→ Required action:
An exact transcription of the records is required, minus any images.

Point-per-instance localization data
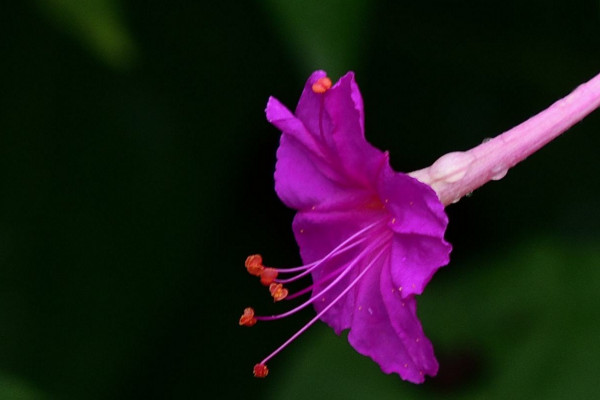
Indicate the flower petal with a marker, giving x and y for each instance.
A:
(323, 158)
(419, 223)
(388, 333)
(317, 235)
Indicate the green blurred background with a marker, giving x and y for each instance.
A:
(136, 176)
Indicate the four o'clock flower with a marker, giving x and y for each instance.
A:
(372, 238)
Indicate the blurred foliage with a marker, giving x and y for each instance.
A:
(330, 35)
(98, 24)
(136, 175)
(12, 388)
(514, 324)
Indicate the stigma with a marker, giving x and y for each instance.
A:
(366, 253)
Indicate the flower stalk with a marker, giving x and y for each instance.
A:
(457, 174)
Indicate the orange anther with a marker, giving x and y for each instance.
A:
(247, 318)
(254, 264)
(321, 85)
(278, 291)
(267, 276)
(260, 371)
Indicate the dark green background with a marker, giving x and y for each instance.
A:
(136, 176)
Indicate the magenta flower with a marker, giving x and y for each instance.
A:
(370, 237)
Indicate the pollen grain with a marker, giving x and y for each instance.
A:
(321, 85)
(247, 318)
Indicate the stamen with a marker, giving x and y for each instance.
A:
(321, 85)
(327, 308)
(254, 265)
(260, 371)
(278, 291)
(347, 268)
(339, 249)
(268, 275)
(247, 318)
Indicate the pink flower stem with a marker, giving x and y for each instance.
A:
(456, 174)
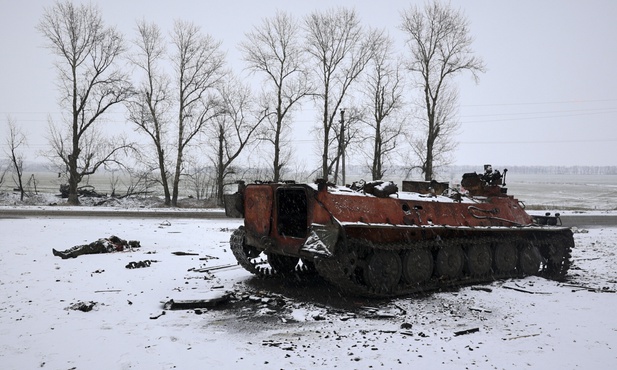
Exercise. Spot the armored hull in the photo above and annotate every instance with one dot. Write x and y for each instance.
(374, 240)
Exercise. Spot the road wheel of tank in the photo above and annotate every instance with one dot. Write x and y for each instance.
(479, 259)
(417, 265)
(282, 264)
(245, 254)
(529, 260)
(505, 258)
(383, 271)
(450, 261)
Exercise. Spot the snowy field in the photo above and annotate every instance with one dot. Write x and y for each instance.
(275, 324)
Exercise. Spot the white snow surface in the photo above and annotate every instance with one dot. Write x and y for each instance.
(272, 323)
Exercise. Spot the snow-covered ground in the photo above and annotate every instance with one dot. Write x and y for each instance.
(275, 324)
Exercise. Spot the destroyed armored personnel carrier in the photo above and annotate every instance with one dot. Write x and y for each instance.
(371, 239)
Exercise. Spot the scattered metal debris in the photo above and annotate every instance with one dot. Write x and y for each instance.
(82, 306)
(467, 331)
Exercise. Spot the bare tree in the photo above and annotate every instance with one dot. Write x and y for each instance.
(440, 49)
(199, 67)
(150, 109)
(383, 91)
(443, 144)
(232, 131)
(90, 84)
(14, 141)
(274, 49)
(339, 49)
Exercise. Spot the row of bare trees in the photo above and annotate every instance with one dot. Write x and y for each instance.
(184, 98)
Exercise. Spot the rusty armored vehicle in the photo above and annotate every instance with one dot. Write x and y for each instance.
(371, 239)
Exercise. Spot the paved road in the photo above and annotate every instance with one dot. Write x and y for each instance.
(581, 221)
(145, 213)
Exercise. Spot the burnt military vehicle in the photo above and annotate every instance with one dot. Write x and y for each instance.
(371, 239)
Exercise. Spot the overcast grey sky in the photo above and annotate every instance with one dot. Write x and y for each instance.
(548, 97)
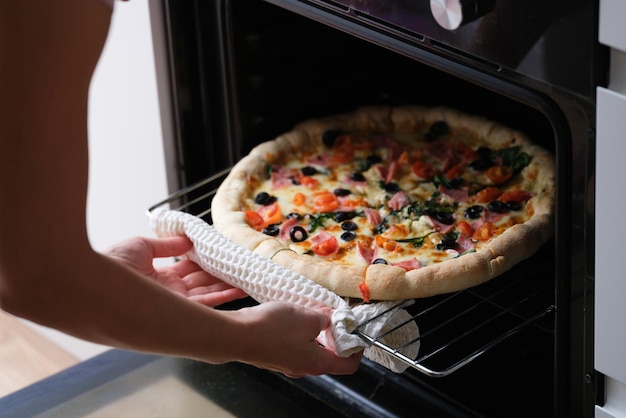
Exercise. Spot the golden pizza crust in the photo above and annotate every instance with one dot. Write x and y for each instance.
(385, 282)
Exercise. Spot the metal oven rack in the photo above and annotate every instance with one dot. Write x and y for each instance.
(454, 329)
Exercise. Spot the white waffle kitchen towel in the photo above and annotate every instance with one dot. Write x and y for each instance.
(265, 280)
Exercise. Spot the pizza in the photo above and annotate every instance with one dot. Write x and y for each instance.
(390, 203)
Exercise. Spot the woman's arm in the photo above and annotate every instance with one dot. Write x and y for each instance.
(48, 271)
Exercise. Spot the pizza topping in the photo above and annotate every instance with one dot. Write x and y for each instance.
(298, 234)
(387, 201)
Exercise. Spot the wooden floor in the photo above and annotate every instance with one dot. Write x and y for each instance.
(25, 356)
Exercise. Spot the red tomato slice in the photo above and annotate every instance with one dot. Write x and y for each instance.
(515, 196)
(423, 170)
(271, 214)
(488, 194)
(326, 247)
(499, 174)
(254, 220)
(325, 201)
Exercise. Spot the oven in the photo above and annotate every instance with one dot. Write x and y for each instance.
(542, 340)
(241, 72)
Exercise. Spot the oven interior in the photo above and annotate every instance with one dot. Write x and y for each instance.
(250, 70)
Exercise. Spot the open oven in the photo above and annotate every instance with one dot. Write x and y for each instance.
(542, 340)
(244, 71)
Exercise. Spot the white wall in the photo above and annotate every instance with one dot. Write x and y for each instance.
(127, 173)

→ Your solution:
Indicate the flower petal with a marker, giving x and y for each instance.
A:
(323, 158)
(419, 223)
(388, 333)
(317, 235)
Indicate the green blurred background with a marker, giving x and y for each instance.
A:
(136, 176)
Indicate the four o'clock flower with a marker, giving x and y for each instance.
A:
(372, 238)
Indicate the blurred foliage with a marker, giving x and y for each instance.
A:
(330, 35)
(98, 24)
(136, 175)
(12, 388)
(514, 324)
Indicate the stigma with a marker, giving x and y for each instance.
A:
(366, 253)
Indicate the flower stalk with a marker, giving x and y for each instance.
A:
(457, 174)
Indicate the orange anther with a marker, giving x and y for each instance.
A:
(247, 318)
(254, 264)
(321, 85)
(278, 291)
(267, 276)
(260, 371)
Indicate the dark green background with a marker, giving x and y for each instance.
A:
(136, 176)
Indicate the magenta flower with a marker, giving x and y for each instance.
A:
(370, 237)
Indicate the pollen grain with a marker, giving x and y for each instance.
A:
(321, 85)
(247, 318)
Indicate the stamen with a marker, giving x and y for each instance.
A:
(321, 85)
(327, 308)
(254, 265)
(260, 371)
(278, 291)
(347, 268)
(339, 249)
(268, 275)
(247, 318)
Indicate the pink flower stem with a marker, giving x and y for each instance.
A:
(456, 174)
Exercise. Spot the armored hull in the photo above and annotate every instance with one dot. Write x and y for each instance.
(374, 240)
Exercise. Spot the road wheel of tank in the photo above and annotate every instance with one dot. Write x and y for each instance.
(479, 259)
(417, 265)
(282, 264)
(245, 254)
(529, 260)
(505, 258)
(383, 271)
(450, 261)
Exercise. Spot the snowy field in the photo above and annotate every instance with one dot. Write x and y for each instance.
(275, 324)
Exercise. Spot the white snow surface in the photo above and annotate every instance with one dot. Write x and y for each instance.
(272, 323)
Exercise. Spot the snow-covered ground in the photo above and annotate every instance with one dot. Write x and y for each instance.
(275, 324)
Exercise. Spot the destroyed armored personnel carrier in the photo above and annotate every instance with one dot. Write x and y for each instance.
(371, 239)
Exercise. Spot the scattered metal debris in the photo above and annotate every instance with one dot. Write x and y for each instance.
(82, 306)
(467, 331)
Exercise. Spot the bare tree in the photo above and annotate every instance with one dot. Write x and y for each instance.
(440, 49)
(199, 67)
(150, 109)
(383, 91)
(443, 144)
(232, 131)
(90, 84)
(14, 141)
(274, 49)
(339, 49)
Exercise. Spot the row of bare trees in the photo above and annotate every instance with one dot. Write x and y for each instance.
(184, 98)
Exercise. Spot the rusty armored vehicle in the photo above and annotate every instance with one dot. Write x and y for each instance.
(371, 239)
Exercise. Spot the paved road in the photo above and annotate every instance with one dot. Write x and y for each instance.
(581, 221)
(145, 213)
Exercise. Spot the burnt military vehicle in the photo above and annotate every instance with one dot. Write x and y for each instance.
(371, 239)
Exercise. Spot the overcast grey sky in the photo above and annotate every instance with one dot. Write x and y for each instance.
(548, 97)
Exercise. Spot the golden pizza crust in the photo above and annotate every instance with one dot. Write x and y for each instance.
(385, 282)
Exercise. Spot the metal oven rack in the photo above and annotate every instance with one dot. Write x and y for each instance.
(454, 329)
Exercise. Spot the white waffle kitchen towel in the photo above and annotate every instance with one dot. Write x and y for each instance.
(265, 280)
Exercise. Spot the pizza in the photo above and annotate every instance with one dot. Write x and y for each instance.
(390, 203)
Exercise. Spot the woman's arm in the photo above and annotate every instance with one dot. Write x and y for each instance.
(48, 271)
Exercise. Spot the pizza topping in the photo above and annotate every instance with one dot. Write x and y for each instance.
(298, 234)
(387, 201)
Exercise. Spot the wooden floor in the photo above and annotate every instance with one dot. Write x and y for each instance.
(25, 356)
Exercise. Spot the red tomato slice in the photo above and annotate every instance with one dot. Write x and y for each instance.
(515, 196)
(423, 170)
(271, 214)
(488, 194)
(326, 247)
(499, 174)
(254, 220)
(325, 201)
Exercise. Spot the oven in the photo above and annotate every instance with one dot. Write x and y for each instance.
(542, 340)
(241, 72)
Exercise. Spot the oven interior in the photo above and annotate every instance with one dot. Write x and y for each instance.
(250, 70)
Exercise. Spot the open oven in the photo above and annotate every instance with one dot. Write x and y for each instance.
(542, 340)
(244, 71)
Exercise. Spot the white wall in the photo above and annotate every instance with one dot. Write x and y for each instance.
(127, 173)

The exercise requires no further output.